Records contained in a dataset -

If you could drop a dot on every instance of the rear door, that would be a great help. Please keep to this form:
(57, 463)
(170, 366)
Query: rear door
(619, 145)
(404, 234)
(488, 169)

TASK PROMPT -
Without changing a single word, reproduce the entries above.

ANSWER SPACE -
If you could drop a dot on every instance of the rear door, that would be a great help. Please keep to this form:
(57, 463)
(170, 366)
Query: rear door
(619, 145)
(404, 234)
(488, 169)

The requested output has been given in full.